* _SUPPLIED INFORMATION_:

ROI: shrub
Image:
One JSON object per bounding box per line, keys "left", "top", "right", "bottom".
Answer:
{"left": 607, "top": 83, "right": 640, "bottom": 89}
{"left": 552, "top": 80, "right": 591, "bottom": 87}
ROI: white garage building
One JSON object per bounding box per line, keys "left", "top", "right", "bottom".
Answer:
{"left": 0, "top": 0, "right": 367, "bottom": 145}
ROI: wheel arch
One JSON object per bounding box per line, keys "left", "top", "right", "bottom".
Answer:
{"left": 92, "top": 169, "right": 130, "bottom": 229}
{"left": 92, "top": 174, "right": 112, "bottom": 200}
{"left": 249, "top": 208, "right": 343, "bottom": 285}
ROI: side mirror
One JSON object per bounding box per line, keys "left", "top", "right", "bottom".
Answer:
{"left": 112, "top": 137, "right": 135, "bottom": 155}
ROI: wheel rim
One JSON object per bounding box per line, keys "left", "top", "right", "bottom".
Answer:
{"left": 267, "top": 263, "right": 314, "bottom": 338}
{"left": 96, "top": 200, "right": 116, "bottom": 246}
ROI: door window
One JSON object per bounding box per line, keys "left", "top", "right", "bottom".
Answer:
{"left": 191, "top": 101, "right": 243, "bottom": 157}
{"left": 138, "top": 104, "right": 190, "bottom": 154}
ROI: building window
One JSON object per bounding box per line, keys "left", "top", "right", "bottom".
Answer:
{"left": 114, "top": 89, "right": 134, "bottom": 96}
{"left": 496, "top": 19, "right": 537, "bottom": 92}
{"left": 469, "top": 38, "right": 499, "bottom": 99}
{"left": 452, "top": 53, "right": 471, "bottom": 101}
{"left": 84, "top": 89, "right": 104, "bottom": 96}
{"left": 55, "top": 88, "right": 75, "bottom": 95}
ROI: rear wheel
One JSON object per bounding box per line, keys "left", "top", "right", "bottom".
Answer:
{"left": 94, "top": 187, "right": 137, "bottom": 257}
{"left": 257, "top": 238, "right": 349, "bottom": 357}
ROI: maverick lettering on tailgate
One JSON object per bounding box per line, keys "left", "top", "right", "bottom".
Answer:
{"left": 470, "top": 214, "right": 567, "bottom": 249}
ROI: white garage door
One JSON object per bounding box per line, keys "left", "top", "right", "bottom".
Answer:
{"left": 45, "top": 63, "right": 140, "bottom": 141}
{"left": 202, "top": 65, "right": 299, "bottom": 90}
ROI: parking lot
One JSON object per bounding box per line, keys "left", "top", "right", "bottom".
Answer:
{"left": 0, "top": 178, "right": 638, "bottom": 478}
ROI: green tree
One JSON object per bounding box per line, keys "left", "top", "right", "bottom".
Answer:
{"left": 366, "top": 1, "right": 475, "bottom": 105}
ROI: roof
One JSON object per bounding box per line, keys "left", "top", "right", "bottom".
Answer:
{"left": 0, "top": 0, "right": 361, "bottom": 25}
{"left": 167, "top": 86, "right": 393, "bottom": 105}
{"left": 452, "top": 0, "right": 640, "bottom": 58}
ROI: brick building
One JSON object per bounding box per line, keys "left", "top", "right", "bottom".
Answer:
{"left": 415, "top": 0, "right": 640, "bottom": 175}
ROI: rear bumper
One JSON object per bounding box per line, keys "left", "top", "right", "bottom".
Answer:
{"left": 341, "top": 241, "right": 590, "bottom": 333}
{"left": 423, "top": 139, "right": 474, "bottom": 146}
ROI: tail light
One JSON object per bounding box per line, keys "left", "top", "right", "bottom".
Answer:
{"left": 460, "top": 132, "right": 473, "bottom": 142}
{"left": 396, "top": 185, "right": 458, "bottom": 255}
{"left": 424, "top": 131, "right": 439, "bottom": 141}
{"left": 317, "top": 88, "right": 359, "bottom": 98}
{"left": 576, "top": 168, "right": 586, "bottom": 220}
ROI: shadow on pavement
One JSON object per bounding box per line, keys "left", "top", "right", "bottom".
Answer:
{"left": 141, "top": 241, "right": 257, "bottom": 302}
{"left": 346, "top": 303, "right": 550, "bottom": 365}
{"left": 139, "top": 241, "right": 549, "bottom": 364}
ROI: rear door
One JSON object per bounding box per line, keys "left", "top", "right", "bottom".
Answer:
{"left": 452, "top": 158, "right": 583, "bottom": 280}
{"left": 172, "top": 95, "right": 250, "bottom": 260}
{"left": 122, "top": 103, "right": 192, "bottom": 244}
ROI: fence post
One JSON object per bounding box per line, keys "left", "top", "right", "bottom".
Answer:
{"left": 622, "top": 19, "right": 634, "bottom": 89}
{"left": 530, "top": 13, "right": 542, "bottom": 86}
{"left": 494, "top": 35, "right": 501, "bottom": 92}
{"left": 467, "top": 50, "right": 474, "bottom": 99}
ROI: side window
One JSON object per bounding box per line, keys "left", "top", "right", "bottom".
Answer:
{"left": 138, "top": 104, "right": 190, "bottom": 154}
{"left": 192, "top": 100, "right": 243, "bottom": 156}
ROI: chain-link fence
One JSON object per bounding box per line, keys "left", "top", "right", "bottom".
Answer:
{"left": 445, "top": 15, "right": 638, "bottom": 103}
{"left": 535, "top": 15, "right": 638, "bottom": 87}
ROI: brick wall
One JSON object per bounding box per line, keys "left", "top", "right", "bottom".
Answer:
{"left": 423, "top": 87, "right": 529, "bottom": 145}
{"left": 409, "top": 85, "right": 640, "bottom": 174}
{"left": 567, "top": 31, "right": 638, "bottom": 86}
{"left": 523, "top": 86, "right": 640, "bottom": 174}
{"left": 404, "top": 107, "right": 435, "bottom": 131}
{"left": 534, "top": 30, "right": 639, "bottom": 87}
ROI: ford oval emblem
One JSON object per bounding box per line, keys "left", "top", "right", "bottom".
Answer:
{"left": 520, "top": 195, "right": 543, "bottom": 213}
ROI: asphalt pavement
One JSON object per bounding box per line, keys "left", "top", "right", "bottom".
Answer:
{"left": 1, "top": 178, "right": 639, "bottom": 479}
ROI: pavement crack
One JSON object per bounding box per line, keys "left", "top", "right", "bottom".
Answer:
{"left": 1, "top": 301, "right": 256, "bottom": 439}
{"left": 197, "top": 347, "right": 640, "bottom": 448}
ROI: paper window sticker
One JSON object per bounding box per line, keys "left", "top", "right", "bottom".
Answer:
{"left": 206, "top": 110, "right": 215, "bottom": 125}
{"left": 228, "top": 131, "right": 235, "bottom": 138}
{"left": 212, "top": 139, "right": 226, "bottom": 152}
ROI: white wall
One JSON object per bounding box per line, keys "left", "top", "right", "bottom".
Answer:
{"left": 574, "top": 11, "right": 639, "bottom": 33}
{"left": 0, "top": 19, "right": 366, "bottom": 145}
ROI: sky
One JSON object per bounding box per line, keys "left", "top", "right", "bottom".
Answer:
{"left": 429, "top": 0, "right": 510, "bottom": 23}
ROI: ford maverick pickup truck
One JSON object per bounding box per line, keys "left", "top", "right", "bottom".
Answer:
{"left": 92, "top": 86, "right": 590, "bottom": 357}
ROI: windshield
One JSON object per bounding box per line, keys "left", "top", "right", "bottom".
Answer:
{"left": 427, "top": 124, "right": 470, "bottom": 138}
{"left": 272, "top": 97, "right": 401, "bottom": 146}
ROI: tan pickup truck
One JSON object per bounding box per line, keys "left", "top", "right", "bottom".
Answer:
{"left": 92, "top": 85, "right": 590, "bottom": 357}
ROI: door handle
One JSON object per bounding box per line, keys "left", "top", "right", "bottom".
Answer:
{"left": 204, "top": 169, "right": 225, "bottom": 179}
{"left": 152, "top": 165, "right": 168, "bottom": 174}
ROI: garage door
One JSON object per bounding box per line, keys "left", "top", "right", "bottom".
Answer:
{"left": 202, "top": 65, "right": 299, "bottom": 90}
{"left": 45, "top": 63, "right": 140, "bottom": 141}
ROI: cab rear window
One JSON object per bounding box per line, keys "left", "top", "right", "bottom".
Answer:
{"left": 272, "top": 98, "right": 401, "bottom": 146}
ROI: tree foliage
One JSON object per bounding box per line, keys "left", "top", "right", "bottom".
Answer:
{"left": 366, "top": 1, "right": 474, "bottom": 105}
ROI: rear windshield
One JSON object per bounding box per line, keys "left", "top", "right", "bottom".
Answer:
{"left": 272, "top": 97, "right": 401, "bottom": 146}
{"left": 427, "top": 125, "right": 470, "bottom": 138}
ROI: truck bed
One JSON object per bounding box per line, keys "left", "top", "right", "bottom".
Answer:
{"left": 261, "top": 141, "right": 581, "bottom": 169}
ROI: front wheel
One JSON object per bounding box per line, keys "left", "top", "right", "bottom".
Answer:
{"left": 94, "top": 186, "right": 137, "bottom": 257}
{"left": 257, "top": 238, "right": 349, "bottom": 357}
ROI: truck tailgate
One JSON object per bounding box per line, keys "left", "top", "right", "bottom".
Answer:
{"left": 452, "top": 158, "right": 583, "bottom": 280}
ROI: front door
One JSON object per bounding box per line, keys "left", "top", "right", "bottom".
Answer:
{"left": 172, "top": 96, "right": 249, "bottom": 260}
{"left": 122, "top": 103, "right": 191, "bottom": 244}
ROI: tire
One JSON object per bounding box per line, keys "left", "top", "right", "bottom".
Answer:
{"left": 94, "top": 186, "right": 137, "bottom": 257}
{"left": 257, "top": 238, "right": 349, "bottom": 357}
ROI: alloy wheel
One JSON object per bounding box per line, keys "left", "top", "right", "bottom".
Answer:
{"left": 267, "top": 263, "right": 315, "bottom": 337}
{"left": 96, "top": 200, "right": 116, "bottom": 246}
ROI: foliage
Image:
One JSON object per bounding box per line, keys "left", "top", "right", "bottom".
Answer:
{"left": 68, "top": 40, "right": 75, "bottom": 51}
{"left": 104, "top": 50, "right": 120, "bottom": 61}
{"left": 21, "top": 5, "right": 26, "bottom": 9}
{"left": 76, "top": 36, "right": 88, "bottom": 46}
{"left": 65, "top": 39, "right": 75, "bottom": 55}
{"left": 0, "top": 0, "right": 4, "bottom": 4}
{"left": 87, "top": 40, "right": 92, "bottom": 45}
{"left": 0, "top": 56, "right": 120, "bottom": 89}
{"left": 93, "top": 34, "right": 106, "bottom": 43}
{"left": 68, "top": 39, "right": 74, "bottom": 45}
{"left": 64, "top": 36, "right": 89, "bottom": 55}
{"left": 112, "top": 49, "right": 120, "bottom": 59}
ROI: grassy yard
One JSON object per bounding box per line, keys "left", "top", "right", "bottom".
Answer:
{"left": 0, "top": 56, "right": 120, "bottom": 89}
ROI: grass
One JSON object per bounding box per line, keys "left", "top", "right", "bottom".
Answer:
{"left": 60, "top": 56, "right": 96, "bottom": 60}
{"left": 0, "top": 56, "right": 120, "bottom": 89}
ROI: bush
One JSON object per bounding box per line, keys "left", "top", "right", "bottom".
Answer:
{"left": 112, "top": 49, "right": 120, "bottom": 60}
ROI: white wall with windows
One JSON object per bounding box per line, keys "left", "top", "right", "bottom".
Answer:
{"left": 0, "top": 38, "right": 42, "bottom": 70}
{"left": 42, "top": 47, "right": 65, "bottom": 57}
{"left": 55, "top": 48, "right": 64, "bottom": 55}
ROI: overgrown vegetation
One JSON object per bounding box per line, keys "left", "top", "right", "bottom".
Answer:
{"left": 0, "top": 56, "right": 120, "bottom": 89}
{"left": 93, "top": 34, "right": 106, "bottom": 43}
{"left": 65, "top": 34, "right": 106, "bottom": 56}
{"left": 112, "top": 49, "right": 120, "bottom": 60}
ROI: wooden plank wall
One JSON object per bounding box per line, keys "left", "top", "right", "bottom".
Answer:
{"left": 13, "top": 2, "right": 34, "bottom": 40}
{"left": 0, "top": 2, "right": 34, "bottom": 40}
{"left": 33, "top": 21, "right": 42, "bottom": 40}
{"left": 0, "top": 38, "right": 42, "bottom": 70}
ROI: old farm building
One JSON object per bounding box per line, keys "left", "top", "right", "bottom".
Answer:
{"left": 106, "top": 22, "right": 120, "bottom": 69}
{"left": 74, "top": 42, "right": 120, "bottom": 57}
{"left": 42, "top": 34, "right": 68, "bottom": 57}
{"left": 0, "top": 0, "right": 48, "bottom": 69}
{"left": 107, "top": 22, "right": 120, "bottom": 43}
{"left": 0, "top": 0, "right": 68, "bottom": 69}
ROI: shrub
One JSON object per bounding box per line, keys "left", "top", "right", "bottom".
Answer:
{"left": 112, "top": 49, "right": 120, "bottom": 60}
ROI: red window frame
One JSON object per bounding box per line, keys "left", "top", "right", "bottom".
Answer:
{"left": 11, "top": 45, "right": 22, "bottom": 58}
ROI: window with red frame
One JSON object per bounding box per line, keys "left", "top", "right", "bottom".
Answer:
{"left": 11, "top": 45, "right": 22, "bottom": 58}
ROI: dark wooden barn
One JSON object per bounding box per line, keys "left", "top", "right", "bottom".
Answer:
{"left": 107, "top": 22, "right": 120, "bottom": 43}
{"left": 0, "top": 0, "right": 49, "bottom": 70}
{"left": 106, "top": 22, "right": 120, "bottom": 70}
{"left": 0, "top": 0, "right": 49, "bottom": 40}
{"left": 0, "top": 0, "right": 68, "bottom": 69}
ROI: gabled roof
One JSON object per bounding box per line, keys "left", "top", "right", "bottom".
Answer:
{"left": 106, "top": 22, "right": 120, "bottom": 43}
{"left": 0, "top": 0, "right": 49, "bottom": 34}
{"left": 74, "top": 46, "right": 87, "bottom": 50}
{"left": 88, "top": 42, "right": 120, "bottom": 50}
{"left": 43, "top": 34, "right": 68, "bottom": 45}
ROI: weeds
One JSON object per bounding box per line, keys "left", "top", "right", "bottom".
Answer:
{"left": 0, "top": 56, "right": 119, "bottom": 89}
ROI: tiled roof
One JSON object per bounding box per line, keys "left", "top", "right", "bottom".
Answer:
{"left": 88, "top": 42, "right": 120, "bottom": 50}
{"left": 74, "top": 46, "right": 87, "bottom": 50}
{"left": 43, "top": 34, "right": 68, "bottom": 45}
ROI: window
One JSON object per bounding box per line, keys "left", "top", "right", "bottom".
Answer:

* _TASK_: Your answer should consist of the lines of the listing that contain "wheel", copied as they stand.

* _RESULT BELOW_:
ROI: wheel arch
ROI: wheel rim
ROI: rear wheel
ROI: front wheel
ROI: alloy wheel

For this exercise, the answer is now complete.